### REQUIRED ACTION
Filter the entries, keeping every line with the word "instance".

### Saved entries
▬▬▬▬▬▬▬▬▬▬

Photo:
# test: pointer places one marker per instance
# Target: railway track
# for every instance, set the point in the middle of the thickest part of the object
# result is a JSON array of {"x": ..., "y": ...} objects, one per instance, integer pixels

▬▬▬▬▬▬▬▬▬▬

### SOLUTION TO THIS TASK
# test: pointer places one marker per instance
# for every instance, set the point in the middle of the thickest part of the object
# result is a JSON array of {"x": ..., "y": ...} objects, one per instance, integer pixels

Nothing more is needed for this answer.